# [RECORD EXTRACTS]
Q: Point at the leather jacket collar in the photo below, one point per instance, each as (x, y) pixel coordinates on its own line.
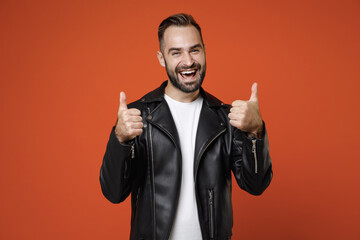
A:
(158, 96)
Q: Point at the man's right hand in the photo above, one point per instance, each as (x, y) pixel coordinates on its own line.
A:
(129, 123)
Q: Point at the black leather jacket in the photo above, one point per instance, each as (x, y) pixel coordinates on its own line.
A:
(149, 168)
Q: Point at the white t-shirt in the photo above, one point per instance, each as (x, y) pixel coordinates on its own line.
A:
(186, 117)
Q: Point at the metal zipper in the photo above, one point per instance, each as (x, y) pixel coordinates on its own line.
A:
(254, 152)
(133, 151)
(197, 165)
(202, 153)
(211, 213)
(152, 176)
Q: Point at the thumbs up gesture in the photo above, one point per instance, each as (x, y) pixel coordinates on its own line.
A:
(129, 123)
(245, 115)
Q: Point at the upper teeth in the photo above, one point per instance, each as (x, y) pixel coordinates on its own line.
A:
(188, 72)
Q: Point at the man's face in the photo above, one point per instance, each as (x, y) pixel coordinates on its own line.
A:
(183, 55)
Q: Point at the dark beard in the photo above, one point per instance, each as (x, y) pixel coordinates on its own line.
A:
(187, 87)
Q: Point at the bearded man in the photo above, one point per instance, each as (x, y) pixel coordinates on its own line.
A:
(175, 148)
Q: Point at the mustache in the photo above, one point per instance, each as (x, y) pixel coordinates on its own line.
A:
(195, 65)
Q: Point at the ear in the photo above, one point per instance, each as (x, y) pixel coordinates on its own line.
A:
(161, 58)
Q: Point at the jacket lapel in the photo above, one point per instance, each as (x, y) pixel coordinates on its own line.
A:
(210, 126)
(161, 117)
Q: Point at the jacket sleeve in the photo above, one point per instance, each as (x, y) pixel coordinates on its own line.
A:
(115, 172)
(251, 163)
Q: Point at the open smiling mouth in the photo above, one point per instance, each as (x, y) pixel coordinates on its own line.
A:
(188, 73)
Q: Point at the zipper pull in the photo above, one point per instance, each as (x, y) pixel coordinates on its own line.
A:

# [EXERCISE AIM]
Some lines in the material contain "jacket". Show all of them.

# [RESULT BELOW]
Q: Point at the leather jacket collar in the photo below, one point per instance, each as (x, y) pixel coordinates on its own line.
Q: Point at the black leather jacket in the photo above, one point per instance, each as (x, y) pixel coordinates on its own line.
Q: Point at the jacket lapel in the photo above, one point per instance, each as (x, y) pixel coordinates on its own line.
Q: Point at the jacket sleeve in the photo above, one point per instance, each as (x, y) pixel coordinates on its own line.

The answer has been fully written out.